Extract the records below word for word and ignore the images.

> _Data in this exercise_:
Start
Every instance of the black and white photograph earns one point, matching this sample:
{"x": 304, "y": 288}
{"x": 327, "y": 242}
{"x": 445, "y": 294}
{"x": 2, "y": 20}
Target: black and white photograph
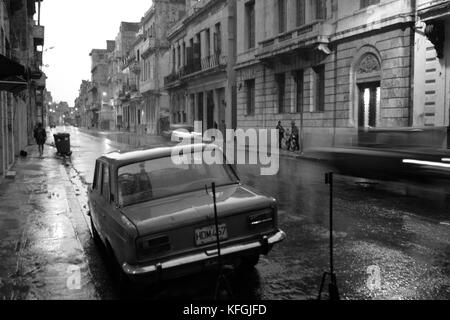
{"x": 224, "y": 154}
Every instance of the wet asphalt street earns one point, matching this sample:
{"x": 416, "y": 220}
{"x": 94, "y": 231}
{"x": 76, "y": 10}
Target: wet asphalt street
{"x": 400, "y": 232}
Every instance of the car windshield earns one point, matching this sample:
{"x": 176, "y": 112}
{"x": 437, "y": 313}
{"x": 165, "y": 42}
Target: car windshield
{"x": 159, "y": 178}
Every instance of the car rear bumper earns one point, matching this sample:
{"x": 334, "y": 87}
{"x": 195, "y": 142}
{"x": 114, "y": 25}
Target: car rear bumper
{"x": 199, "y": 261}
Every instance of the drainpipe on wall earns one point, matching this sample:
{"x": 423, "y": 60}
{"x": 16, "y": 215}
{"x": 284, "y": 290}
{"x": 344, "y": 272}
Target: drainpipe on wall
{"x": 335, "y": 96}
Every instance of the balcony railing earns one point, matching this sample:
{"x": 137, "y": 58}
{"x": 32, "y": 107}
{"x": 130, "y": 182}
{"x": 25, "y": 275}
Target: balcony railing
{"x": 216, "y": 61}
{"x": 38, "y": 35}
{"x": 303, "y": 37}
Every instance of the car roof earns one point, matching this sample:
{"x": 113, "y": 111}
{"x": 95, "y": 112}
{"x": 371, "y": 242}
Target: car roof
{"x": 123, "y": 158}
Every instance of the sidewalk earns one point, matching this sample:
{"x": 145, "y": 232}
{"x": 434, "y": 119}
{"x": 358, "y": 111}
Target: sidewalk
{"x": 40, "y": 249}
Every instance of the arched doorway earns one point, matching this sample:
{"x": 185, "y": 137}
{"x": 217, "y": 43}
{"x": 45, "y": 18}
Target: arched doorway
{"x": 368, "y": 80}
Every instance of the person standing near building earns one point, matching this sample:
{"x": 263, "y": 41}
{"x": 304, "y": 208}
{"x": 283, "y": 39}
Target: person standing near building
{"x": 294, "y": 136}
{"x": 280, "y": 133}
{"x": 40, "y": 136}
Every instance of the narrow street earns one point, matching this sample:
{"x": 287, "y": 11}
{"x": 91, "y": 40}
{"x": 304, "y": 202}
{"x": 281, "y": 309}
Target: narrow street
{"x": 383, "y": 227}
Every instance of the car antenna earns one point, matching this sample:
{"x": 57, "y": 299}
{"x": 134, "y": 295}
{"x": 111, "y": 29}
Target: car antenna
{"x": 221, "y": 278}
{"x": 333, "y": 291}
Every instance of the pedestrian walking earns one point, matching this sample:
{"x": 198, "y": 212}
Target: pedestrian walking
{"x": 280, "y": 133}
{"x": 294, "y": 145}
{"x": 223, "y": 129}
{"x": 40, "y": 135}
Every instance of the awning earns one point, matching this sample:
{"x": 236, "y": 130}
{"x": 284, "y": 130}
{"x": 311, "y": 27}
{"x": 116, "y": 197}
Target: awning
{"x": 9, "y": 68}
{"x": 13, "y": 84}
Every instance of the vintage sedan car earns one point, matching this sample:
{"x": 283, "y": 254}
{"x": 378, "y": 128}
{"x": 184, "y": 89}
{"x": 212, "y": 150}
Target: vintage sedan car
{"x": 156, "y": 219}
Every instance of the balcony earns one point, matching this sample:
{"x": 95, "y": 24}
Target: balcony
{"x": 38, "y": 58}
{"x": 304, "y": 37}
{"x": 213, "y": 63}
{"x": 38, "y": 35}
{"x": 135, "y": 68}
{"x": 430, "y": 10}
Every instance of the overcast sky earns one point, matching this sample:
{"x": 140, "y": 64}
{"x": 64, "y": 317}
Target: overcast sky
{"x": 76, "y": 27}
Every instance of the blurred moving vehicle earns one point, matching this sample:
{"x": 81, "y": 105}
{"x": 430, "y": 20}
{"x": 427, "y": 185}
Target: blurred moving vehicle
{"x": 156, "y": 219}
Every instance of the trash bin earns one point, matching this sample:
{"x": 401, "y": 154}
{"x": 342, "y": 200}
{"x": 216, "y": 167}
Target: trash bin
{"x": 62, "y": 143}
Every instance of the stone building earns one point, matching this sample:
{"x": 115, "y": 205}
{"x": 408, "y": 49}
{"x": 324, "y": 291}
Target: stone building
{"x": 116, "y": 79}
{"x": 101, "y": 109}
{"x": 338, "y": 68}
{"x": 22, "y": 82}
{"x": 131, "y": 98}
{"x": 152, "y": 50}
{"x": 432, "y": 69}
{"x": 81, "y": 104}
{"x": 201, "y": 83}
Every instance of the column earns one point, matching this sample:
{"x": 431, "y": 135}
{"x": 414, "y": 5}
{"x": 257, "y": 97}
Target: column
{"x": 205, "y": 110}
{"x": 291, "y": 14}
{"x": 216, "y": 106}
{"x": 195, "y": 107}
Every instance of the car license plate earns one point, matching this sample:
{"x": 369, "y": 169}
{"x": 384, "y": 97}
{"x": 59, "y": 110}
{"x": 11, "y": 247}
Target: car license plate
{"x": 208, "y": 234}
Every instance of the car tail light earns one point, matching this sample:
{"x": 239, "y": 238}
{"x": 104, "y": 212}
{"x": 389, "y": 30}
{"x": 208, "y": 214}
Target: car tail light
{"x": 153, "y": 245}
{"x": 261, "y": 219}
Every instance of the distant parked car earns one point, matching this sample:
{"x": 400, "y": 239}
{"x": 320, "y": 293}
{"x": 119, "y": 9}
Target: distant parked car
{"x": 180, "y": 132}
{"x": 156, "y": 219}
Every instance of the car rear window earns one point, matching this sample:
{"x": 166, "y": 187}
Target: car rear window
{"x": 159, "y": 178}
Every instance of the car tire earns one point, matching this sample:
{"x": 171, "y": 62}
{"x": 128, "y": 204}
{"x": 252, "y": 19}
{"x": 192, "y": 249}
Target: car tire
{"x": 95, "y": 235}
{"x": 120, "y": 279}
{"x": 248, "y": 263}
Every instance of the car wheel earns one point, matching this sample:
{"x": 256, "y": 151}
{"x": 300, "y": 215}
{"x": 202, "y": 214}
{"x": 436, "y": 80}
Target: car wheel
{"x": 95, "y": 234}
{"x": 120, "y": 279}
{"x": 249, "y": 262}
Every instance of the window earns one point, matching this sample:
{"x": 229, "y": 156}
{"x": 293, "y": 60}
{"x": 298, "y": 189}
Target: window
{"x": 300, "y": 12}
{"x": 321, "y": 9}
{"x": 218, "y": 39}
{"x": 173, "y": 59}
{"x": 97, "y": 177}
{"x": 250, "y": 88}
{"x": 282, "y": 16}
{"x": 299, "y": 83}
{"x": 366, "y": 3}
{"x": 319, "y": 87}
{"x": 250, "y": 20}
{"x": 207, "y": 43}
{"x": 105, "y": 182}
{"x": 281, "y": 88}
End
> _Answer to the task_:
Every instance of the black and white photograph earns one point, matching this sample:
{"x": 304, "y": 288}
{"x": 327, "y": 242}
{"x": 445, "y": 294}
{"x": 2, "y": 20}
Target: black and white photograph
{"x": 224, "y": 154}
Every instance of the wet asphalt street earns one point, matching this sample:
{"x": 416, "y": 220}
{"x": 94, "y": 231}
{"x": 76, "y": 10}
Target: wet asphalt street
{"x": 400, "y": 232}
Every instance of the car windshield earns one point, matching this sample:
{"x": 176, "y": 112}
{"x": 437, "y": 313}
{"x": 165, "y": 42}
Target: car windshield
{"x": 159, "y": 178}
Every instance of the car rear bumper earns one point, matching this sample:
{"x": 334, "y": 87}
{"x": 195, "y": 142}
{"x": 114, "y": 25}
Target: car rear bumper
{"x": 199, "y": 261}
Every instance of the drainpipe on wall earns one point, matching this sample:
{"x": 423, "y": 60}
{"x": 16, "y": 215}
{"x": 284, "y": 290}
{"x": 344, "y": 272}
Target: drainpipe on wall
{"x": 335, "y": 96}
Every instance of the balcony railing earns one point, matching this sample:
{"x": 137, "y": 58}
{"x": 32, "y": 107}
{"x": 130, "y": 182}
{"x": 25, "y": 275}
Target: balcony railing
{"x": 216, "y": 61}
{"x": 38, "y": 35}
{"x": 303, "y": 37}
Every instance of the car roof earns one point, matching this sample:
{"x": 113, "y": 111}
{"x": 95, "y": 112}
{"x": 371, "y": 242}
Target: car roof
{"x": 123, "y": 158}
Every instance of the sidewalk earns one point, matching this sample:
{"x": 145, "y": 232}
{"x": 434, "y": 119}
{"x": 358, "y": 111}
Target: sidewalk
{"x": 40, "y": 249}
Every instance of the arched doorway earns one point, matching this sample:
{"x": 185, "y": 137}
{"x": 217, "y": 43}
{"x": 45, "y": 18}
Target: arched doorway
{"x": 368, "y": 80}
Every instance of the person standing near building earns one point, matching this sample:
{"x": 263, "y": 41}
{"x": 304, "y": 208}
{"x": 283, "y": 39}
Target: person standing near building
{"x": 294, "y": 136}
{"x": 280, "y": 133}
{"x": 40, "y": 136}
Every instance of the narrow street earns one point, matching this sample:
{"x": 287, "y": 11}
{"x": 91, "y": 40}
{"x": 304, "y": 202}
{"x": 281, "y": 309}
Target: narrow street
{"x": 383, "y": 227}
Every instance of the car antenna earns one point, matching this sample:
{"x": 57, "y": 299}
{"x": 134, "y": 295}
{"x": 111, "y": 29}
Target: car antenna
{"x": 221, "y": 278}
{"x": 333, "y": 291}
Every instance of the pedestrian walking earns one point, matching this sample:
{"x": 198, "y": 212}
Target: pedestrian walking
{"x": 280, "y": 133}
{"x": 294, "y": 145}
{"x": 223, "y": 129}
{"x": 40, "y": 135}
Every instance of the awning earns one point, matching this sample:
{"x": 236, "y": 130}
{"x": 284, "y": 130}
{"x": 311, "y": 27}
{"x": 116, "y": 197}
Target: awning
{"x": 9, "y": 68}
{"x": 13, "y": 84}
Every instance of the vintage sedan car earns one point, matching this sample:
{"x": 283, "y": 254}
{"x": 378, "y": 128}
{"x": 184, "y": 89}
{"x": 212, "y": 150}
Target: vintage sedan car
{"x": 156, "y": 219}
Every instance of the balcony earns one point, matching this sample:
{"x": 95, "y": 24}
Target: balcony
{"x": 38, "y": 58}
{"x": 304, "y": 37}
{"x": 213, "y": 63}
{"x": 38, "y": 35}
{"x": 135, "y": 68}
{"x": 430, "y": 10}
Every instance of the overcast sky earns one point, matching this sample:
{"x": 140, "y": 64}
{"x": 64, "y": 317}
Target: overcast sky
{"x": 76, "y": 27}
Every instance of the blurred moving vehicle earns one point, matching this sample:
{"x": 81, "y": 105}
{"x": 430, "y": 20}
{"x": 427, "y": 185}
Target: blurred moving vehicle
{"x": 156, "y": 219}
Every instance of the trash bin earns one point, matching this sample:
{"x": 401, "y": 154}
{"x": 342, "y": 200}
{"x": 216, "y": 167}
Target: trash bin
{"x": 62, "y": 143}
Every instance of the stone building earns one point, matching this sample:
{"x": 115, "y": 205}
{"x": 408, "y": 49}
{"x": 324, "y": 291}
Target: stone building
{"x": 116, "y": 79}
{"x": 101, "y": 109}
{"x": 338, "y": 68}
{"x": 22, "y": 82}
{"x": 131, "y": 98}
{"x": 152, "y": 50}
{"x": 432, "y": 69}
{"x": 81, "y": 104}
{"x": 201, "y": 83}
Every instance of the column earns one point, matching this sample:
{"x": 431, "y": 135}
{"x": 414, "y": 5}
{"x": 257, "y": 97}
Target: column
{"x": 205, "y": 110}
{"x": 291, "y": 14}
{"x": 216, "y": 106}
{"x": 195, "y": 107}
Every instance of the car license plate earns one point, matching this sample:
{"x": 369, "y": 169}
{"x": 384, "y": 97}
{"x": 59, "y": 110}
{"x": 11, "y": 247}
Target: car license plate
{"x": 208, "y": 234}
Every instance of the car tail light earns one point, matching this sample:
{"x": 239, "y": 238}
{"x": 104, "y": 212}
{"x": 389, "y": 30}
{"x": 208, "y": 214}
Target: car tail light
{"x": 153, "y": 245}
{"x": 261, "y": 219}
Every instance of the distant parked car earns one point, matching this sample:
{"x": 400, "y": 239}
{"x": 320, "y": 293}
{"x": 119, "y": 9}
Target: distant parked car
{"x": 180, "y": 132}
{"x": 156, "y": 219}
Every instance of the car rear window earns one point, matching this sample:
{"x": 166, "y": 187}
Target: car rear window
{"x": 159, "y": 178}
Every instance of the car tire earns one point, matching this sample:
{"x": 171, "y": 62}
{"x": 128, "y": 204}
{"x": 252, "y": 19}
{"x": 192, "y": 249}
Target: car tire
{"x": 95, "y": 235}
{"x": 120, "y": 279}
{"x": 248, "y": 263}
Every instance of the car wheel earns one point, matching this sample:
{"x": 256, "y": 151}
{"x": 300, "y": 215}
{"x": 202, "y": 214}
{"x": 436, "y": 80}
Target: car wheel
{"x": 95, "y": 234}
{"x": 120, "y": 279}
{"x": 249, "y": 262}
Every instance of the window earns one point, matching this sample:
{"x": 229, "y": 156}
{"x": 293, "y": 60}
{"x": 298, "y": 189}
Target: window
{"x": 300, "y": 12}
{"x": 321, "y": 9}
{"x": 218, "y": 39}
{"x": 173, "y": 59}
{"x": 97, "y": 177}
{"x": 250, "y": 88}
{"x": 282, "y": 16}
{"x": 299, "y": 83}
{"x": 366, "y": 3}
{"x": 319, "y": 87}
{"x": 250, "y": 20}
{"x": 207, "y": 43}
{"x": 105, "y": 182}
{"x": 281, "y": 88}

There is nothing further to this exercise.